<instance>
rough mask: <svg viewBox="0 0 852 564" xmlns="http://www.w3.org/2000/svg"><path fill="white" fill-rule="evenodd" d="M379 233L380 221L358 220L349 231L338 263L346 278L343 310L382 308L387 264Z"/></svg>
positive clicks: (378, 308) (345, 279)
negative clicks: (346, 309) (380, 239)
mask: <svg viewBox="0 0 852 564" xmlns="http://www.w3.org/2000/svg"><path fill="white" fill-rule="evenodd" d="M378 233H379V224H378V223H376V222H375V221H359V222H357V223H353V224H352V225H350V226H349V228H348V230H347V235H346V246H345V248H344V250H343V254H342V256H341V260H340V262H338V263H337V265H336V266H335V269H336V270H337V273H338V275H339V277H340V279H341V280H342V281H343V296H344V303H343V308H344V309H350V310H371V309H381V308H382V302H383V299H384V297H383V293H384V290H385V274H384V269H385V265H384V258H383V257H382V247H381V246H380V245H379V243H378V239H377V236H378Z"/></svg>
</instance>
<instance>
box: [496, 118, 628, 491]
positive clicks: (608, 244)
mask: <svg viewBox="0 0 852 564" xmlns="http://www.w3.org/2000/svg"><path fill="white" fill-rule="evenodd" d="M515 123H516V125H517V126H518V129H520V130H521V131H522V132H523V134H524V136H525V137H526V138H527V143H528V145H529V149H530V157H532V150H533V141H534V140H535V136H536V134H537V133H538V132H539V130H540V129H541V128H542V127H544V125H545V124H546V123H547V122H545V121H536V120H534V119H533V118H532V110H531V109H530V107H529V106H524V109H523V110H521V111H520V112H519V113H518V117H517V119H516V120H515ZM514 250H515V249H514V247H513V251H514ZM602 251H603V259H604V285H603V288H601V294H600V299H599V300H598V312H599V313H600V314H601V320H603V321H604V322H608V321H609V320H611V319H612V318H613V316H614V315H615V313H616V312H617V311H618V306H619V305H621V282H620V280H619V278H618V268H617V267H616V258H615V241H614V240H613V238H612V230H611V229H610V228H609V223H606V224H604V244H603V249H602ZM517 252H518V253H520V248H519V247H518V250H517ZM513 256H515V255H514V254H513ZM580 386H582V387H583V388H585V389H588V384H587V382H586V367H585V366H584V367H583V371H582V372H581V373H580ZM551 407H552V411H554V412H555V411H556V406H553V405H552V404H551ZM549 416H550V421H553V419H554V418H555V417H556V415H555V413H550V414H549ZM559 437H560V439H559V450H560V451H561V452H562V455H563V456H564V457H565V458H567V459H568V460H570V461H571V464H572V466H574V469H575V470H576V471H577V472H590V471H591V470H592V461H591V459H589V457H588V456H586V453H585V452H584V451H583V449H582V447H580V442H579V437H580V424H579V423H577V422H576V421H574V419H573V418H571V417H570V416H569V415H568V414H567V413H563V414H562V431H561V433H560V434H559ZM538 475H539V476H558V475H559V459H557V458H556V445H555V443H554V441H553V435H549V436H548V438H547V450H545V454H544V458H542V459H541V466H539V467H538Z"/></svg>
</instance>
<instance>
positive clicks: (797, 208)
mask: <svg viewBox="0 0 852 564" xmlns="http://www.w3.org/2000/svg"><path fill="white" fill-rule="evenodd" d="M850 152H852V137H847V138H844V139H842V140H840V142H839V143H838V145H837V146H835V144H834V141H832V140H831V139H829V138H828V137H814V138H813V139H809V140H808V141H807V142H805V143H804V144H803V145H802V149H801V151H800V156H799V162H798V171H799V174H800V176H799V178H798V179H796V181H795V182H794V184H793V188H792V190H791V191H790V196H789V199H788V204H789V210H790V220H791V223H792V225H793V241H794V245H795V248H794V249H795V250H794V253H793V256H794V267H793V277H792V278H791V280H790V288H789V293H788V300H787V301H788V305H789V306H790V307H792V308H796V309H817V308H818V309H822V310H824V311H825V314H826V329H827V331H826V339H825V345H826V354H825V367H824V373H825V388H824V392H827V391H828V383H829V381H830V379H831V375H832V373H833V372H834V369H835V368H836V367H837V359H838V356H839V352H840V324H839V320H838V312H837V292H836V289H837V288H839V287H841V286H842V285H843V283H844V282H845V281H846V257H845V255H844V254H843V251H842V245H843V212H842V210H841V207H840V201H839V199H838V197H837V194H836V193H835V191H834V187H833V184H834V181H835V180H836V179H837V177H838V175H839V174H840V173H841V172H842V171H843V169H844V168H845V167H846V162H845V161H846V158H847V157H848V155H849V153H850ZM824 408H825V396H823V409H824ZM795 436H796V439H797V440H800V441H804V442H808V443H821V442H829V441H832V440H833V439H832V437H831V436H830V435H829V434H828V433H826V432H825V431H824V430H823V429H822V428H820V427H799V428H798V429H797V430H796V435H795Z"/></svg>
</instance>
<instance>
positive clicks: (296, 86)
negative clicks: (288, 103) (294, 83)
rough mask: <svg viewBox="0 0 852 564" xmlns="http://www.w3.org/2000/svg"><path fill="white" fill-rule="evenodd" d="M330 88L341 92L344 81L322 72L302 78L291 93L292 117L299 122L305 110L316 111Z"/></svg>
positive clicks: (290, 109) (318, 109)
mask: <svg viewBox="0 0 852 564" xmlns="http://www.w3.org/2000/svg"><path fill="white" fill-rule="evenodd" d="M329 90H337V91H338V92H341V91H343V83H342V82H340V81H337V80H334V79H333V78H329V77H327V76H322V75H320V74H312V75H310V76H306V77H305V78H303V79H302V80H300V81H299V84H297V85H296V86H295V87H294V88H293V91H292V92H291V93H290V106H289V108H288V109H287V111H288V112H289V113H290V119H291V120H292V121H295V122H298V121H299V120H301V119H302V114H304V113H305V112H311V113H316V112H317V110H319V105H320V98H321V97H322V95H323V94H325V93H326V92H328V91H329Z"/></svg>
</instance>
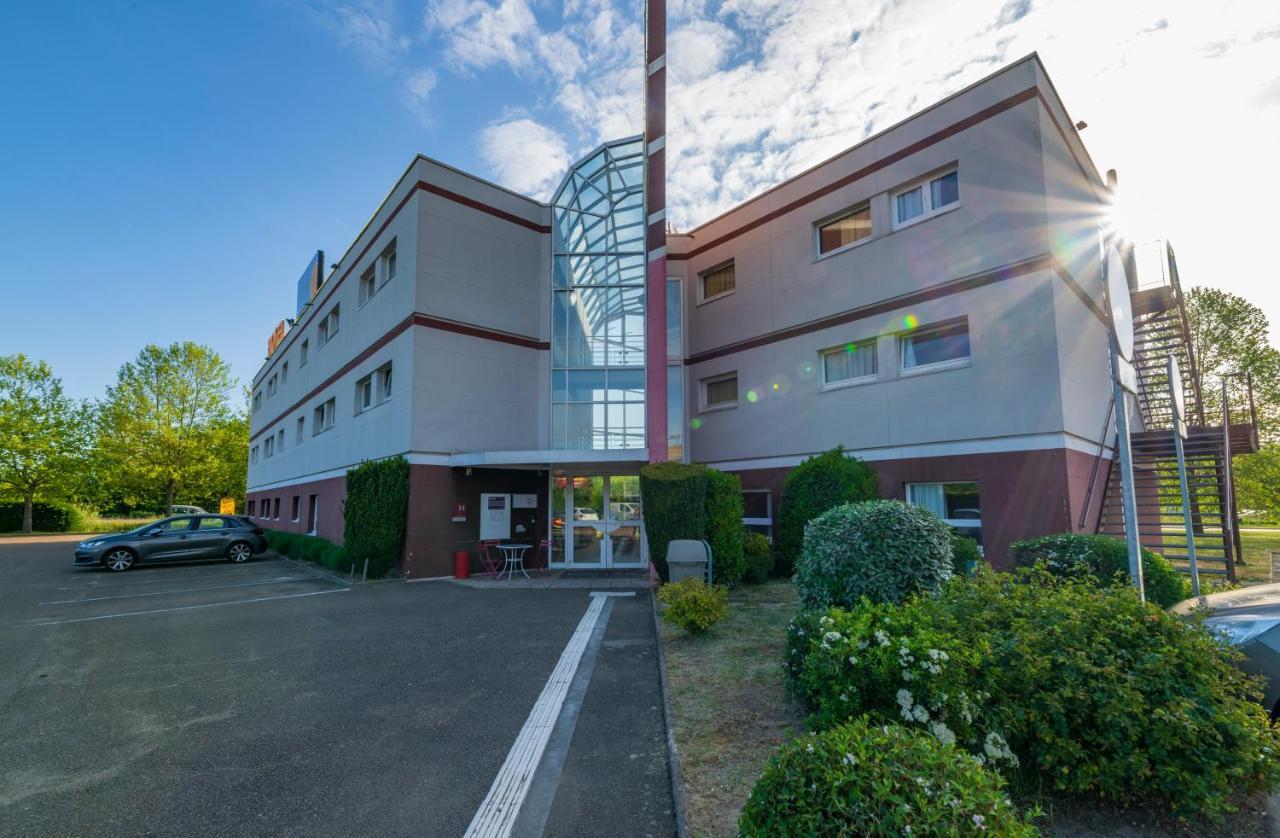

================================

PROBLEM TO SOLVE: Reproduce all of the items above, substituting "coarse mask" for every occurrence of "rough mask" and keeping everything else unchanged. Omit the picture from your response.

RESPONSE AREA:
<instance>
coarse mask: <svg viewBox="0 0 852 564" xmlns="http://www.w3.org/2000/svg"><path fill="white" fill-rule="evenodd" d="M379 233L380 221L358 220L349 231L338 263L346 278L343 310L382 308L387 264Z"/></svg>
positive clicks: (378, 308) (345, 279)
negative clicks: (346, 309) (380, 239)
mask: <svg viewBox="0 0 852 564" xmlns="http://www.w3.org/2000/svg"><path fill="white" fill-rule="evenodd" d="M378 233H379V224H378V223H376V222H375V221H359V222H357V223H353V224H352V225H350V226H349V228H348V230H347V235H346V246H345V248H344V250H343V254H342V256H341V260H340V262H338V263H337V265H336V266H335V269H336V270H337V273H338V275H339V277H340V279H341V280H342V281H343V296H344V303H343V308H344V309H350V310H371V309H381V308H382V302H383V299H384V297H383V293H384V290H385V274H384V269H385V265H384V258H383V257H382V247H381V246H380V245H379V243H378V239H377V236H378Z"/></svg>
</instance>
<instance>
box: [496, 118, 628, 491]
positive clicks: (608, 244)
mask: <svg viewBox="0 0 852 564" xmlns="http://www.w3.org/2000/svg"><path fill="white" fill-rule="evenodd" d="M515 123H516V125H517V126H518V129H520V130H521V131H522V132H523V134H524V136H525V137H526V138H527V143H528V145H529V149H530V157H532V150H533V141H534V140H535V136H536V134H537V133H538V132H539V130H540V129H541V128H542V127H544V125H545V124H546V123H547V122H545V121H536V120H534V119H533V118H532V110H531V109H530V107H529V106H524V109H523V110H521V111H520V112H519V113H518V117H517V119H516V120H515ZM514 250H515V249H514V247H513V251H514ZM602 251H603V259H604V285H603V288H601V294H600V299H599V300H598V312H599V313H600V314H601V320H603V321H604V322H608V321H609V320H611V319H612V318H613V316H614V315H615V313H616V312H617V311H618V306H619V305H621V282H620V280H619V278H618V268H617V267H616V258H615V241H614V240H613V238H612V230H611V229H610V228H609V223H606V224H604V244H603V249H602ZM517 252H518V253H520V248H519V247H518V250H517ZM513 256H515V255H514V254H513ZM580 386H582V387H583V388H585V389H588V384H587V382H586V367H585V366H584V367H583V371H582V372H581V373H580ZM551 407H552V411H554V412H555V411H556V406H553V405H552V404H551ZM549 416H550V421H553V419H554V418H555V417H556V415H555V413H550V414H549ZM559 437H560V439H559V450H560V451H561V452H562V455H563V456H564V457H565V458H567V459H568V460H570V461H571V464H572V466H574V469H575V470H576V471H577V472H590V471H591V470H592V461H591V459H589V457H588V456H586V453H585V452H584V451H583V449H582V447H580V442H579V437H580V424H579V423H577V422H576V421H574V419H573V418H571V417H570V416H569V415H568V414H567V413H563V414H562V431H561V433H560V434H559ZM538 475H539V476H558V475H559V459H557V458H556V445H555V443H554V441H553V435H549V436H548V438H547V450H545V454H544V458H542V459H541V466H539V467H538Z"/></svg>
</instance>
<instance>
positive clicks: (797, 208)
mask: <svg viewBox="0 0 852 564" xmlns="http://www.w3.org/2000/svg"><path fill="white" fill-rule="evenodd" d="M850 152H852V137H847V138H844V139H842V140H840V142H839V143H838V145H837V146H835V144H834V141H832V140H831V139H829V138H828V137H814V138H813V139H809V140H808V141H807V142H805V143H804V144H803V145H802V149H801V151H800V156H799V162H798V171H799V174H800V176H799V178H798V179H796V181H795V182H794V184H793V188H792V190H791V191H790V196H789V199H788V204H789V210H790V220H791V223H792V225H793V241H794V245H795V248H794V249H795V250H794V253H793V256H794V267H793V277H792V278H791V280H790V288H789V293H788V300H787V301H788V305H789V306H790V307H792V308H796V309H817V308H818V309H822V310H824V311H825V314H826V329H827V331H826V339H825V345H826V354H825V367H824V373H825V388H824V392H827V391H828V383H829V381H830V379H831V375H832V373H833V372H834V369H835V368H836V367H837V359H838V356H839V352H840V324H839V320H838V312H837V292H836V289H837V288H839V287H841V286H842V285H843V283H844V282H845V281H846V257H845V255H844V254H843V251H842V245H843V212H842V210H841V207H840V201H839V199H838V197H837V194H836V193H835V191H834V187H833V184H834V181H835V180H836V179H837V177H838V175H839V174H840V173H841V172H842V171H843V169H844V168H845V167H846V162H845V161H846V158H847V157H848V155H849V153H850ZM824 408H825V396H823V409H824ZM795 436H796V439H797V440H800V441H804V442H808V443H821V442H829V441H832V440H833V439H832V437H831V436H830V435H829V434H828V433H826V432H825V431H824V430H823V429H822V428H820V427H799V428H798V429H797V430H796V435H795Z"/></svg>
</instance>
<instance>
positive clicks: (296, 86)
negative clicks: (288, 103) (294, 83)
coarse mask: <svg viewBox="0 0 852 564" xmlns="http://www.w3.org/2000/svg"><path fill="white" fill-rule="evenodd" d="M330 88L341 92L344 81L322 72L302 78L291 93L292 117L299 122L305 110L316 111Z"/></svg>
positive clicks: (290, 109) (318, 109)
mask: <svg viewBox="0 0 852 564" xmlns="http://www.w3.org/2000/svg"><path fill="white" fill-rule="evenodd" d="M329 90H337V91H338V92H341V91H343V83H342V82H340V81H337V80H334V79H333V78H329V77H327V76H322V75H320V74H312V75H310V76H306V77H305V78H303V79H302V80H300V81H299V84H297V85H296V86H295V87H294V88H293V91H292V92H291V93H290V106H289V108H288V109H287V111H288V112H289V113H290V119H291V120H292V121H295V122H298V121H299V120H301V119H302V114H304V113H305V112H311V113H316V112H317V110H319V105H320V98H321V97H322V95H323V94H325V93H326V92H328V91H329Z"/></svg>
</instance>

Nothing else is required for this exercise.